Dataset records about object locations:
==================================================
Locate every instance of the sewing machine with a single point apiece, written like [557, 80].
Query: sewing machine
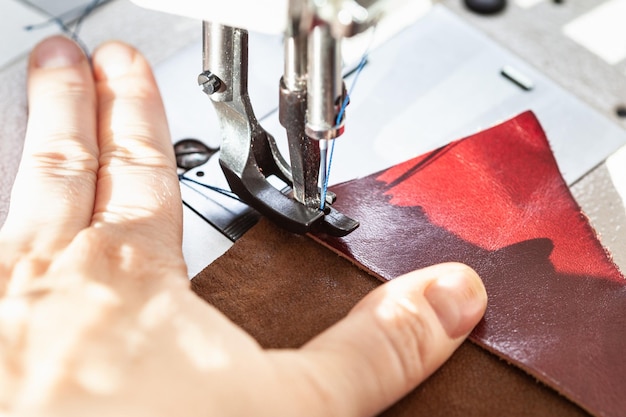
[312, 99]
[435, 81]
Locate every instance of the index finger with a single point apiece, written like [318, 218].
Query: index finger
[137, 182]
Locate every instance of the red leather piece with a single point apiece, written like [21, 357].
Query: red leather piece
[497, 202]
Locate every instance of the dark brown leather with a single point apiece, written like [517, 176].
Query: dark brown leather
[271, 284]
[494, 201]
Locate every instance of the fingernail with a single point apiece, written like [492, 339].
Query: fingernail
[114, 59]
[57, 52]
[459, 299]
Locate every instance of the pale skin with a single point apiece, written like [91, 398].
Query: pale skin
[96, 314]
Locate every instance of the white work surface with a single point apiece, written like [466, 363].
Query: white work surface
[414, 109]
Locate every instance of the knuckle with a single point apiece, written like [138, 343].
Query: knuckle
[407, 333]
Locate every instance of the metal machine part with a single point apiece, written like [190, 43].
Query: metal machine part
[248, 153]
[312, 94]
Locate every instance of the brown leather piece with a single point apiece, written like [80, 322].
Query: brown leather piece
[495, 201]
[271, 284]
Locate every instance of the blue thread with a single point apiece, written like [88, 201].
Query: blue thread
[340, 115]
[60, 21]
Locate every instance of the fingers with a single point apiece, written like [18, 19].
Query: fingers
[394, 339]
[53, 193]
[137, 182]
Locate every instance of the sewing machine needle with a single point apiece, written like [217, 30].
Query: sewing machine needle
[323, 170]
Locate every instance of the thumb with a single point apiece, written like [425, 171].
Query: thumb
[392, 340]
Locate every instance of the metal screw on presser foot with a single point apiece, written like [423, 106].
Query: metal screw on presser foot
[209, 82]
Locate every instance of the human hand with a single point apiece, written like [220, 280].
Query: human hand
[96, 314]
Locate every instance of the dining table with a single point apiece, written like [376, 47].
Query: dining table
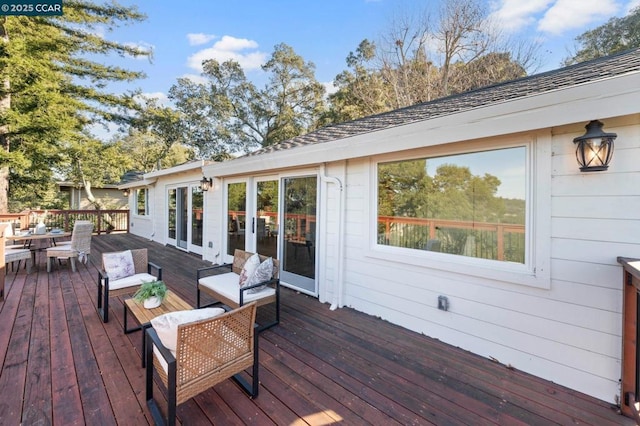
[29, 237]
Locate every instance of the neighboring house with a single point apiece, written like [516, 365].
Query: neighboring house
[474, 203]
[108, 195]
[167, 206]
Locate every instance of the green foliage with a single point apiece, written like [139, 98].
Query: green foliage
[52, 91]
[149, 289]
[229, 115]
[404, 69]
[616, 35]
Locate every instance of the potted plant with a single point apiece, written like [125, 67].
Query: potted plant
[151, 294]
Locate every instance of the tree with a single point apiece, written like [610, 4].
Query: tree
[228, 114]
[420, 59]
[51, 91]
[616, 35]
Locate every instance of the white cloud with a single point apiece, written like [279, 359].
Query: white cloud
[141, 47]
[198, 79]
[632, 5]
[196, 39]
[570, 14]
[230, 48]
[329, 87]
[513, 15]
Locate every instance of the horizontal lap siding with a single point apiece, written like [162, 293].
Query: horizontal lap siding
[571, 333]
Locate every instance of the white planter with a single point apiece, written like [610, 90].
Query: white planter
[152, 302]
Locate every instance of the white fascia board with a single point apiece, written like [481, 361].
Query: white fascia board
[187, 167]
[582, 103]
[137, 184]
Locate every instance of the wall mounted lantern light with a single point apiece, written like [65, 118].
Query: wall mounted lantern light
[205, 184]
[595, 148]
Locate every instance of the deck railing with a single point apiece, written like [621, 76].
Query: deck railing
[104, 221]
[630, 375]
==================================================
→ WORK REQUIRED: In the entries above, take the line containing "Locate every instance of the green" and each later line through the last, and repeat them exactly. Output nothing else.

→ ANSWER TO THIS EXERCISE:
Locate every instance of the green foliage with a single point apiece, written like [139, 98].
Query: green foliage
[52, 91]
[149, 289]
[229, 115]
[404, 69]
[616, 35]
Locate every instance of the potted plant with a single point apiece, written like [125, 67].
Query: potted plant
[151, 294]
Locate every instance of the tree with a single point apiece, written like [610, 4].
Query: tree
[228, 114]
[420, 59]
[51, 91]
[616, 35]
Locate every instance of the white cloud with a single point apiece, written like [279, 359].
Query: white cloud
[141, 47]
[198, 79]
[632, 5]
[196, 39]
[570, 14]
[230, 48]
[329, 87]
[513, 15]
Locate every instance of the horizontal lap siding with a single point apiece, written like [162, 293].
Query: horizontal lap siding
[571, 333]
Locate every instance of the white planter with a single point apiece, written like [610, 90].
Query: white planter
[152, 302]
Locate every instance of the white fascia board with a single point apiece, written like [481, 361].
Query: white fascia board
[187, 167]
[582, 103]
[137, 184]
Locate every instance of the wall mounted lantern light with a single point apiece, written like [65, 118].
Query: wall mounted lantern light
[205, 184]
[595, 148]
Locate every instance of the deck railing with a single point apiece, written like [621, 76].
Query: deck railing
[104, 221]
[630, 375]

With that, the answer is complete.